I bought one of these several years ago to do a bunch of drywall work- cut outs for electrical boxes etc. It is my favorite little router. It even works great with the Porter Cable inlay kit.

Lew


----------



## rsmith71 (Jan 26, 2010)

I've had this set with the underscribe, offset and the tilt bases for 7 years now. They've accomplished jobs no little laminate router should ever have to attempt. One of the best tool investments I've ever made. Kind of a niche tool. Not everybody would say they have enough use for it to spend the money but they'd be surprised how often these specialty bases come in handy to do that ONE job that has you wondering. The only real downside to this set is the limited height adjustment.


----------



## sbryan55 (Dec 8, 2007)

Thanks for the review. I have been considering getting one of these.


----------



## Smacs (Feb 10, 2010)

My experience w/ these trimmers has been good. Used them for years w/ very little problems. The bases are not totally secure (true perpendicular to the axis of the bit) but for most purposes are pretty good. If you want the best trimmer on the market buy the more expensive Porter cable trimmer. Do not buy the Bosch Colt trimmer. A complete waste of a product. No power whatsoever. The only thing you can concievably do w/ it is trim vertical grade laminate VERY SLOWLY. Stick with Porter Cable.


----------

## Record list
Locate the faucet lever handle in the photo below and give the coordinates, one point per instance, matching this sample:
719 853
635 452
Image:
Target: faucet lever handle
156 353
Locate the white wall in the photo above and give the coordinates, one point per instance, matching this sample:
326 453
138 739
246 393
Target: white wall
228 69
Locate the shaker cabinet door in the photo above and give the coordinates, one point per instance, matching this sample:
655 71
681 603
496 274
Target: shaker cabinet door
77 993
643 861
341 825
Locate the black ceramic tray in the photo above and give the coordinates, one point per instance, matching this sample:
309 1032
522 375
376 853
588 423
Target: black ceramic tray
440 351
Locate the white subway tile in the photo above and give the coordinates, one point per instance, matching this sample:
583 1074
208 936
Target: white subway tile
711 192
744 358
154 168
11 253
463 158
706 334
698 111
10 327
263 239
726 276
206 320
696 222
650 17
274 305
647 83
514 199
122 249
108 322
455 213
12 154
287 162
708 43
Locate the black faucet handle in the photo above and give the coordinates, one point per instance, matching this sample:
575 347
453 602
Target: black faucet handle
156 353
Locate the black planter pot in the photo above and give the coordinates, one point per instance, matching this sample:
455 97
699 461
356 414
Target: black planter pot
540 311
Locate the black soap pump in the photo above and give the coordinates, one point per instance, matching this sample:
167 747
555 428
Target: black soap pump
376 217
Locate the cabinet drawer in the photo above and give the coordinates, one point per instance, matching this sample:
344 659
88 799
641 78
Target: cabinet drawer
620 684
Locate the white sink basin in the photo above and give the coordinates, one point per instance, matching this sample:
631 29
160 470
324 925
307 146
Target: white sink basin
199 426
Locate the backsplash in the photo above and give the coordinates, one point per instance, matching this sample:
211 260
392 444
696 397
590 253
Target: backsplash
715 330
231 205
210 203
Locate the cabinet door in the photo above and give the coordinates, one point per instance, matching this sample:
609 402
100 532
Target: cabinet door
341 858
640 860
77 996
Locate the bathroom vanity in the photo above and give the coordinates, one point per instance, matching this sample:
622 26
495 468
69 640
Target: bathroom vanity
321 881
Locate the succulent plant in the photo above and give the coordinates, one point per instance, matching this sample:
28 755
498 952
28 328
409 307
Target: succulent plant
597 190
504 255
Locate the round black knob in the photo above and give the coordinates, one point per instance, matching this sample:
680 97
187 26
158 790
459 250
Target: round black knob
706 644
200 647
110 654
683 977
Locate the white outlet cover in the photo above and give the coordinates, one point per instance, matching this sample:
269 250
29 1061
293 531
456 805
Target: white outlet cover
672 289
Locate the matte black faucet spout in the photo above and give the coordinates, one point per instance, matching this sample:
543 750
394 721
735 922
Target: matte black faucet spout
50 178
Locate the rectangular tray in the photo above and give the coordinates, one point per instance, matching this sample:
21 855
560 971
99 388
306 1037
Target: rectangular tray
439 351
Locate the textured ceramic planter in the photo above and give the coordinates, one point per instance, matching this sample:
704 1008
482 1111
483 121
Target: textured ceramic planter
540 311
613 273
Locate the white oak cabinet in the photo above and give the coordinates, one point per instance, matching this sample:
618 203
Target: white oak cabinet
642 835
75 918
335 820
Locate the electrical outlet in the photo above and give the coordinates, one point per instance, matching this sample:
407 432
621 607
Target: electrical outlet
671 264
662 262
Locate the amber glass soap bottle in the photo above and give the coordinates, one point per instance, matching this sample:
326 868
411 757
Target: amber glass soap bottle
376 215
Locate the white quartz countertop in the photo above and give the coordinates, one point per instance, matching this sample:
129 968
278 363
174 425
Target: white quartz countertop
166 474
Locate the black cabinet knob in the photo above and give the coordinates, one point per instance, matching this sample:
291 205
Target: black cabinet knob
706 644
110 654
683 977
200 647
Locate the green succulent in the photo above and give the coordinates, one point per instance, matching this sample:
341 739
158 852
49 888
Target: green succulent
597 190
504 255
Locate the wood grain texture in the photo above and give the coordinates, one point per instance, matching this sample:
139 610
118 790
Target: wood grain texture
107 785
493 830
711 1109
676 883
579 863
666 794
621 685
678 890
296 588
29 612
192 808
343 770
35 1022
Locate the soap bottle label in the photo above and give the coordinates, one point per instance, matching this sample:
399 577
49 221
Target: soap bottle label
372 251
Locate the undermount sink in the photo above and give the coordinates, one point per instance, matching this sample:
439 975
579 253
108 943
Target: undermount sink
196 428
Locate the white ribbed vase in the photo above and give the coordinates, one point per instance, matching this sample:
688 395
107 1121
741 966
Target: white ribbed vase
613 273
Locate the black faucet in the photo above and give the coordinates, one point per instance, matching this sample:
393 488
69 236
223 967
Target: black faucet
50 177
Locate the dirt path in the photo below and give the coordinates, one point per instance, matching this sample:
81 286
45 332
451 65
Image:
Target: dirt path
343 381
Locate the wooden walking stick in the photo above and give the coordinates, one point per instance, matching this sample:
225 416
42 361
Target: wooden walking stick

## Required actions
• A. In the trimmer thread, what does rsmith71 call the only real downside to the set?
• B. Write out the stretch of the trimmer thread from "## rsmith71 (Jan" through "one of these.".
The listing has no connection to the trimmer thread.

## Outputs for the tasks
• A. The limited height adjustment.

• B.
## rsmith71 (Jan 26, 2010)

I've had this set with the underscribe, offset and the tilt bases for 7 years now. They've accomplished jobs no little laminate router should ever have to attempt. One of the best tool investments I've ever made. Kind of a niche tool. Not everybody would say they have enough use for it to spend the money but they'd be surprised how often these specialty bases come in handy to do that ONE job that has you wondering. The only real downside to this set is the limited height adjustment.


----------



## sbryan55 (Dec 8, 2007)

Thanks for the review. I have been considering getting one of these.